Provided data Block Start

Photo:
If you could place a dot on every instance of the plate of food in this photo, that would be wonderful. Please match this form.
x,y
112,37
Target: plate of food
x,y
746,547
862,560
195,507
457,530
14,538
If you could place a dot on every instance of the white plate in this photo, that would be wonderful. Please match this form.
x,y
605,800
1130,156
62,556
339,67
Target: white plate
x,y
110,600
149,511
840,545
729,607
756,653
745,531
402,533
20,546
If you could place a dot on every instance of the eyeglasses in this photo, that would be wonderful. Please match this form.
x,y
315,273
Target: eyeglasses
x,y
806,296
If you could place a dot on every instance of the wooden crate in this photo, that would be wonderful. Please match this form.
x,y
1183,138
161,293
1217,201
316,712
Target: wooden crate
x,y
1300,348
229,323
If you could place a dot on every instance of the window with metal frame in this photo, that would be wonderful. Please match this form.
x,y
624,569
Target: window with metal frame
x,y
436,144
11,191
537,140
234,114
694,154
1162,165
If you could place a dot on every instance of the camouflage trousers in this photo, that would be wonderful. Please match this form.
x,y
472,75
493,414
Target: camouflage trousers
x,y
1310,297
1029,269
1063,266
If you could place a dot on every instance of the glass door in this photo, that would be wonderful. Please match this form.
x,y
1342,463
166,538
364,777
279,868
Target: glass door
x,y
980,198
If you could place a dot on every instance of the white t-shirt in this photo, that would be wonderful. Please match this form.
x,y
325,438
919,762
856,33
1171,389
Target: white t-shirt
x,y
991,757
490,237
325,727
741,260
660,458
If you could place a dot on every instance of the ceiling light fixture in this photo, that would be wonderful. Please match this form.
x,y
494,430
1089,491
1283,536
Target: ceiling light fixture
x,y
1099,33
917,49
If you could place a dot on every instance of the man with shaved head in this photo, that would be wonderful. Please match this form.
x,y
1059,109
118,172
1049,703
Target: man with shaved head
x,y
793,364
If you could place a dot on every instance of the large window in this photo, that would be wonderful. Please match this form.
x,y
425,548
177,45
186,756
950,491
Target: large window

Provided data Block End

*Prompt*:
Print out all of the records above, word for word.

*Answer to this exercise*:
Photo:
If you could place a dot on every instance of the plate of food in this photo, that would be wonderful. Please match this form.
x,y
112,37
Target: plate of food
x,y
746,547
862,560
195,507
457,530
14,538
If you could place a dot on every instance of the white plate in this photo, that would be wonderful. Please match this form.
x,y
605,800
1130,156
62,556
339,67
Target: white plate
x,y
110,600
149,511
840,545
729,607
756,653
745,531
402,533
20,546
If you could place a dot on every instance of the eyeglasses in this photo, that would be wonderful. Please match this form.
x,y
315,273
Target: eyeglasses
x,y
806,296
If you could place a dot on every instance of the wooden crate in this photo, that would be wonderful. Please match this form.
x,y
1183,138
161,293
1217,201
316,712
Target: wooden crate
x,y
1300,348
229,323
If you could place a dot on every instance of the window with metal frame in this photo, that would be wonderful. Please match this form.
x,y
624,569
Target: window with metal frame
x,y
436,144
11,191
537,140
234,114
694,154
1162,165
If you could place a dot on every instance of the camouflage trousers in this photo, that would be wonderful. Please match this form.
x,y
472,75
493,414
Target: camouflage trousers
x,y
1310,297
1029,269
1063,266
If you could place a dot on every instance of the glass door in this photo, that would be wonderful. Please match this form.
x,y
1342,463
166,538
364,777
279,868
Target: glass door
x,y
980,198
If you could place a dot on every instance of the white t-shirt in this photo, that would be wonderful. Please match this form.
x,y
325,438
919,762
856,33
1171,389
Target: white t-shirt
x,y
991,757
490,237
325,727
741,260
660,458
If you could place a dot on every instance of the ceiling light fixture in this photo, that would be wonderful. Please match this form.
x,y
494,430
1089,491
1283,536
Target: ceiling light fixture
x,y
1099,33
917,49
If you could place a dot on every instance of the man with shaved head in this photo, that would be wonderful. Please match this form.
x,y
1059,109
118,172
1049,703
Target: man with shaved head
x,y
793,364
If you could place a dot on every instance of the large window in this photo, that would be wonderful. Please match this form.
x,y
425,548
177,45
186,756
950,491
Target: large window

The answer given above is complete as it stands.